───── Data to examine ─────
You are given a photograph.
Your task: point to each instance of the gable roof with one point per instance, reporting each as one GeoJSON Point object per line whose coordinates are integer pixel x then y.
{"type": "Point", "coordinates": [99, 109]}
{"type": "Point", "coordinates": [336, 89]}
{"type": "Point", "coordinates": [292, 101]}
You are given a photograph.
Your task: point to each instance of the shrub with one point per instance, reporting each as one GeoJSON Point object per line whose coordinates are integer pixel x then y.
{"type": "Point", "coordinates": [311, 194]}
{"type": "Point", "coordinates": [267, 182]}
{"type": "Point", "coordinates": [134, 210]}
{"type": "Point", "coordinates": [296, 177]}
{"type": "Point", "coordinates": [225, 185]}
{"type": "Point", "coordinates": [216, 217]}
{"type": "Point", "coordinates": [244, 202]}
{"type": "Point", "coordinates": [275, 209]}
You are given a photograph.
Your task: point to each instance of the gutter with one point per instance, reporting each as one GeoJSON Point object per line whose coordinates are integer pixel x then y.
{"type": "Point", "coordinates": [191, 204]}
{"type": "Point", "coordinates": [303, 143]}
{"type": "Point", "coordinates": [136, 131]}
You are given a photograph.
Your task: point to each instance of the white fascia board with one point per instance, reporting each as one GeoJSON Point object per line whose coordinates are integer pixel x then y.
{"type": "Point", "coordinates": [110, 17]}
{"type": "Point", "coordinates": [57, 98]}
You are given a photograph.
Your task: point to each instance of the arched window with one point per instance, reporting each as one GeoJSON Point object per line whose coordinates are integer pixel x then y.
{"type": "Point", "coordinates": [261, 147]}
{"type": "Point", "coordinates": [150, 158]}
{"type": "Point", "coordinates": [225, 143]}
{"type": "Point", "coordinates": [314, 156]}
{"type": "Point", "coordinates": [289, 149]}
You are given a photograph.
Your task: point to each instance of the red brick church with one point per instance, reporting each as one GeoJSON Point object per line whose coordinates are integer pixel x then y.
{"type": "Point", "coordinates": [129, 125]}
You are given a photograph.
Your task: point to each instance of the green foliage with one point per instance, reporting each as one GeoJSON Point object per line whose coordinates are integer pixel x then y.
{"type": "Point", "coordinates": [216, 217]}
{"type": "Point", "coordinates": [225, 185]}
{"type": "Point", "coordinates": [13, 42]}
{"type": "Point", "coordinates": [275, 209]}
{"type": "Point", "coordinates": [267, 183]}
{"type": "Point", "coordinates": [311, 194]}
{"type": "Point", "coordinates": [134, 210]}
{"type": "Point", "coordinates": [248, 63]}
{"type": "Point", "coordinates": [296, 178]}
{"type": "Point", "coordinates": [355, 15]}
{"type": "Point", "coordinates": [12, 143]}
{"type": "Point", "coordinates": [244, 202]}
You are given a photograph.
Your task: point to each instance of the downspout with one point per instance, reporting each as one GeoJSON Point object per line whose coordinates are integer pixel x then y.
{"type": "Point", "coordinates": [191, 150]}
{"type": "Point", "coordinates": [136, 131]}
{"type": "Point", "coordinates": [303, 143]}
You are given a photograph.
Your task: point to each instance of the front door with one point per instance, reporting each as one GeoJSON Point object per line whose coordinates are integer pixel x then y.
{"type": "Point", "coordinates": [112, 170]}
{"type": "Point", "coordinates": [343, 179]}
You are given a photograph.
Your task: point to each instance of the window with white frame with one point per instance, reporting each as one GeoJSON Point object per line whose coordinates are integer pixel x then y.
─────
» Problem to solve
Set down the data in full, word for word.

» Reply to the task
You are given a photograph.
Your task: point to each instance of the gable roof with one point per instance, reporting each as one GeoJSON Point object per line whose coordinates are integer pixel x then y.
{"type": "Point", "coordinates": [99, 109]}
{"type": "Point", "coordinates": [336, 89]}
{"type": "Point", "coordinates": [292, 101]}
You are given a photograph.
Your task: point to each instance of the shrub with one point per instance, reporting each as one GeoJSON Point object per line whose coordinates are integer pixel x then y.
{"type": "Point", "coordinates": [311, 194]}
{"type": "Point", "coordinates": [267, 182]}
{"type": "Point", "coordinates": [134, 210]}
{"type": "Point", "coordinates": [296, 177]}
{"type": "Point", "coordinates": [225, 185]}
{"type": "Point", "coordinates": [216, 217]}
{"type": "Point", "coordinates": [244, 202]}
{"type": "Point", "coordinates": [275, 209]}
You are given a photograph.
Your task: point to each instance of the gutter with one point per instance, reporting each as one GeoJSON Point object per line whose coordinates are integer pixel x then y.
{"type": "Point", "coordinates": [191, 204]}
{"type": "Point", "coordinates": [303, 143]}
{"type": "Point", "coordinates": [136, 131]}
You are given a photograph.
Your task: point to each instance of the white fascia board with one point per instance, reporting each as one GeoJSON Point object per line whose coordinates are integer pixel x then y.
{"type": "Point", "coordinates": [110, 17]}
{"type": "Point", "coordinates": [57, 98]}
You are given a photograph.
Your task: point to each instance of the arched window with one point per instance, reporting each as one GeoJSON Point object per line whose coordinates are integer pixel x then y.
{"type": "Point", "coordinates": [261, 147]}
{"type": "Point", "coordinates": [150, 158]}
{"type": "Point", "coordinates": [225, 143]}
{"type": "Point", "coordinates": [314, 156]}
{"type": "Point", "coordinates": [289, 149]}
You are given a photograph.
Your task: point to each instance of the red brick church with one point per instance, reporting each as one GeoJSON Point object per line whose coordinates are integer pixel x then y.
{"type": "Point", "coordinates": [129, 125]}
You are given a photograph.
Your task: point to each instance of the green foliage with one point per instance, reporting each as one GeoJSON Point object per line whose coordinates are integer pixel x then y.
{"type": "Point", "coordinates": [216, 217]}
{"type": "Point", "coordinates": [225, 185]}
{"type": "Point", "coordinates": [13, 42]}
{"type": "Point", "coordinates": [275, 209]}
{"type": "Point", "coordinates": [267, 183]}
{"type": "Point", "coordinates": [311, 194]}
{"type": "Point", "coordinates": [134, 210]}
{"type": "Point", "coordinates": [248, 63]}
{"type": "Point", "coordinates": [296, 178]}
{"type": "Point", "coordinates": [355, 15]}
{"type": "Point", "coordinates": [12, 143]}
{"type": "Point", "coordinates": [244, 202]}
You are given a photograph.
Your task: point to each instance of the downspout with one point per instance, reporting each as one GeoJSON Point object per line whose coordinates are integer pixel x then y.
{"type": "Point", "coordinates": [191, 150]}
{"type": "Point", "coordinates": [136, 131]}
{"type": "Point", "coordinates": [303, 143]}
You are given a photograph.
Your task: point to each instance of the front door with one point per instance, reporting each as one GeoJSON Point object per line whose coordinates are integer pixel x then y.
{"type": "Point", "coordinates": [112, 170]}
{"type": "Point", "coordinates": [343, 179]}
You are given a photograph.
Your task: point to each instance of the window with white frame with one point per instance, reporting each as one GeoJSON Point object per line whose coordinates are integer pixel x then y.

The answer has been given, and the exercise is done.